Sezione di testo:
Un robot unico nel suo genere
Il robot quadrupede di Swiss-Mile è unico perché, oltre a camminare, può muoversi su ruote e sollevarsi su due zampe per manipolare e trasportare oggetti fino a 60 kg con una velocità ed efficienza fino a 6 m/s (22 km/h) e con 5 ore di durata della batteria.

Questa versatilità lo rende ideale per applicazioni come la logistica e la sicurezza delle infrastrutture.

Ma il vero punto di forza è l’intelligenza artificiale avanzata, che combina apprendimento per rinforzo e supervisionato in un unico framework, questo consente al robot di imparare autonomamente e adattarsi in tempo reale, migliorando costantemente le sue prestazioni attraverso esperienze concrete e scenari simulati.

Ciò ha attirato l’attenzione di investitori di alto profilo come il fondo di innovazione industriale di Amazon e Jeff Bezos, che ha donato 22 milioni di dollari in finanziamenti seed.

Anche se per ora la compagnia tech è pre-ricavo, il suo valore sta nell’idea e nella capacità tecnologica, nonché nel potenziale del mercato.

Materiale fornito:
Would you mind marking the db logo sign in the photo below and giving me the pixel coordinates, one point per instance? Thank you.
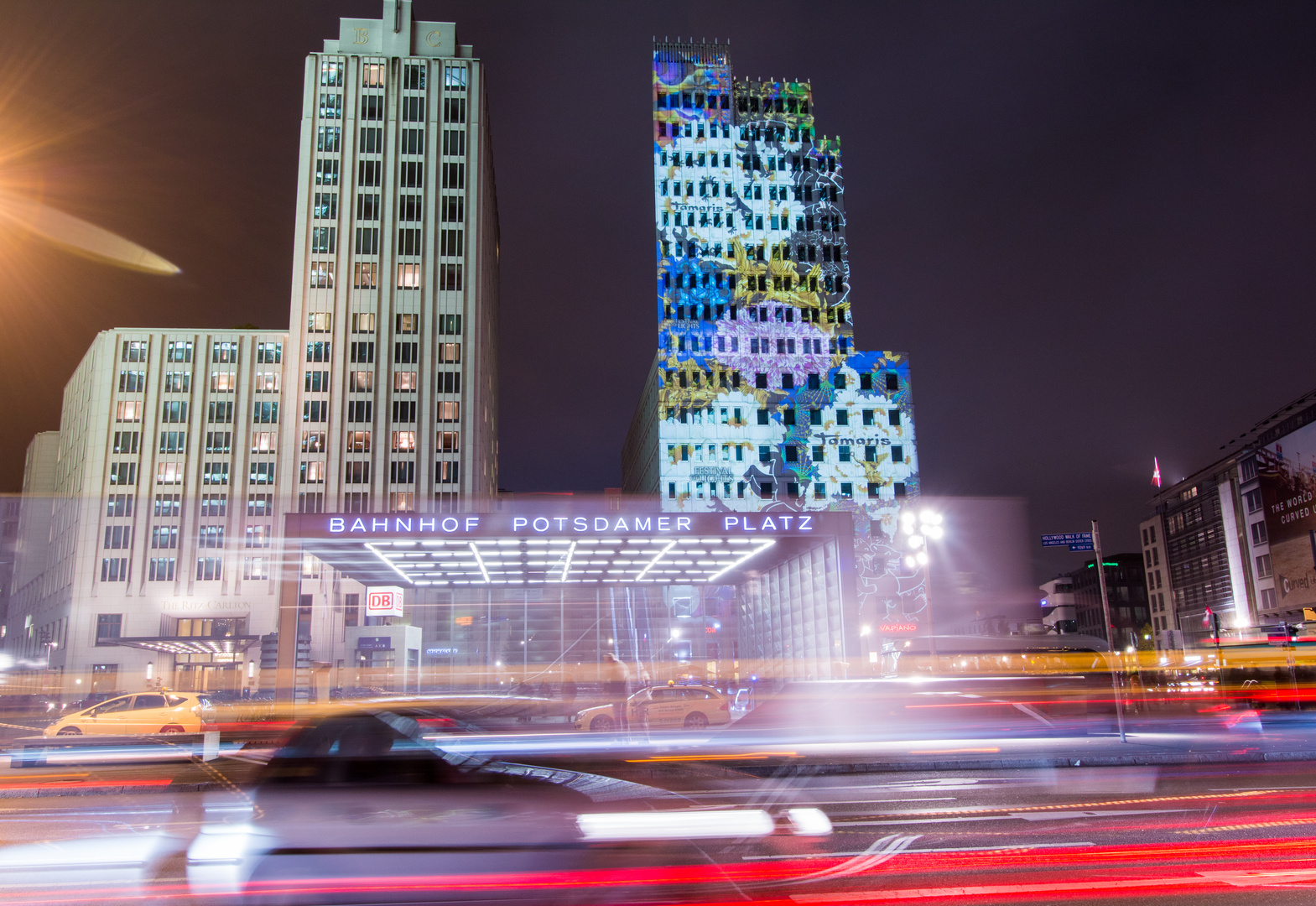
(386, 601)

Cosa produrre: Come proseguiresti il testo sul robot quadrupede di Swiss-Mile, ripartendo subito dopo la sua ultima frase?

Risposta all'esercizio:
Al momento di robot ce ne sono soltanto 6, quindi i numeri sono ancora molto piccoli e la ragione è che in fase preliminare di una start-up l’azienda è ancora poco efficiente e il focus non è sull’aumentare nell’immediato questa efficienza ma innanzitutto nell’andare a fare esperimenti commerciali, quindi prima di fare una produzione di grande scala bisogna capire chi è il cliente ideale e qual è l’applicazione ideale.

“Il nostro focus al momento è trovare il giusto cliente e il giusto partner per il quale il valore di questi robot è molto alto. Quindi l’esperienza di start-up è di scontrarsi con la realtà quotidiana e andare a cercare l’azienda per la quale questo tipo di tecnologia crea il massimo valore e poi a quel punto si parte con il volume. Quindi al momento il focus dell’azienda e sull’esplorazione e non sull’operazione commerciale”, ha detto Giorgio.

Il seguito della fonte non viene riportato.